━━━ Text section ━━━

Because it pretty much sums up the attitude Roger has demonstrated to Gould.
> >> >is pretty darn close to an unhealthy obsession. Of course Gould
> >> >makes mistakes, and I do think he overestimates the impact of some
> >> >of his work. But this obsessive hounding of him is very strange
> >> >behavior to engage in.
>
> >> Where did the obsessive hounding take place? See below.
>
> >I guess I may have been a bit too subtle a week or so back when I
> >inquired about the usual age at which children become aware of the
> >concept of "object permanence" in response to one of Peter's posts,
> >so let me be more direct.
>
> >Peter, things happen even when you're not around.
>
> You ducked the question.
Subtlety is utterly wasted on you, I see.
It happened when you weren't looking. Roger didn't turn up yesterday; he
has been posting here since September. The fact that you didn't notice
doesn't mean that it didn't happen.
> >Perhaps it's true that a pack of rabid anti-creationists are
> >viciously libelling an innocent who refuses to toe the party line.
>
> The put-downs about fear for Roger's sanity don't amount
> to vicious libel. Adam's, for instance, is still a good
> ways even from just plain libel.
Har har. (Or do you not recognize a parody of your own attitude when you
see it?)
> >Or perhaps the participants in this discussion are responding to a
> >pattern of behavior displayed in threads which you haven't seen.
>
> Thanks for making it abundantly clear, with your "perhaps",
> that you are ducking the question.

━━━ Supplied data ━━━

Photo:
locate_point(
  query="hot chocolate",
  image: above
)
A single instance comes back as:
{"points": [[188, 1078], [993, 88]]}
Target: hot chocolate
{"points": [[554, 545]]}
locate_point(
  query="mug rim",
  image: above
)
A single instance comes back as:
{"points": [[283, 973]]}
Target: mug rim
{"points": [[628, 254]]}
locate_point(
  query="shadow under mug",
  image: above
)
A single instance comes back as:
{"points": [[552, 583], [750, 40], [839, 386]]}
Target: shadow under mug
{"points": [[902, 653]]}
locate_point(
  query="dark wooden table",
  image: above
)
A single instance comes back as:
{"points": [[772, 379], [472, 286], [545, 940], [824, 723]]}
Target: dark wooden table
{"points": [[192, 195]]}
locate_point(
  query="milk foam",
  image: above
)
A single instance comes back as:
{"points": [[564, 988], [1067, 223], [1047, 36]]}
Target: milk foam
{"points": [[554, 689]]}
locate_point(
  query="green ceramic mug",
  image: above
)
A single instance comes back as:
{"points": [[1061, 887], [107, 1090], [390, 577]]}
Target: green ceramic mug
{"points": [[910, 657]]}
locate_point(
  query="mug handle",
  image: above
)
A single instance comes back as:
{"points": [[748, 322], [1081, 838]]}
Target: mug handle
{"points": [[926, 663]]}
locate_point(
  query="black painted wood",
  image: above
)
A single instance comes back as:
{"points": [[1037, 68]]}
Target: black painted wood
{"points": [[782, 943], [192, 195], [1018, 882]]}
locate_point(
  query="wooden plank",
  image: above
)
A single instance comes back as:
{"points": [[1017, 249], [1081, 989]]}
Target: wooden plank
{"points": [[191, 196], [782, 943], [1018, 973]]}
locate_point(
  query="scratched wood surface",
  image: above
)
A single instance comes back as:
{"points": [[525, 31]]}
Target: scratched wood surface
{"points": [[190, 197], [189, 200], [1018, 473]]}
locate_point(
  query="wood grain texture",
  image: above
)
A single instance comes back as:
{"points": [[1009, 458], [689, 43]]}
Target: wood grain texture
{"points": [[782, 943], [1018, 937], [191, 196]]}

━━━

Given task 1: Reproduce the part of the newsgroup argument about Gould from "Subtlety is utterly" to "just plain libel.".
Given task 2: Extend the newsgroup argument about Gould past its final line.

Expected output 1:
Subtlety is utterly wasted on you, I see.
It happened when you weren't looking. Roger didn't turn up yesterday; he
has been posting here since September. The fact that you didn't notice
doesn't mean that it didn't happen.
> >Perhaps it's true that a pack of rabid anti-creationists are
> >viciously libelling an innocent who refuses to toe the party line.
>
> The put-downs about fear for Roger's sanity don't amount
> to vicious libel. Adam's, for instance, is still a good
> ways even from just plain libel.

Expected output 2:
As you are mine. I was asking about *your* thought patterns, Peter. Can
you conceive of the possibility that people are actually responding to
Roger's past statements, rather than merely piling-on in order to stay
in the good graces of the leaders of the Pack?
It may not be invited in to put its feet up and get comfortable, but
does the idea at least make an appearance at your mind's front door?
[snip]
> >> >> Roger seems to have read very little of Gould.
> >>
> >> I stand by that statement. Roger could, of course,
> >> claim otherwise. Until he does, I don't see why
> >> people claim he is obsessed with Gould.
>
> >Perhaps because they have had discussions with him that you haven't
> >seen?
>
> There you go again with your "perhaps".
Yes, there I go again. Do you consider it a possibility that this has
taken place?
> Anyway, thanks for cutting the ground out from under "catshark,"
> who claimed it should be obvious to me that he was kidding
> about Roger having a monomania.
What's "catshark" to me, or me to "catshark"?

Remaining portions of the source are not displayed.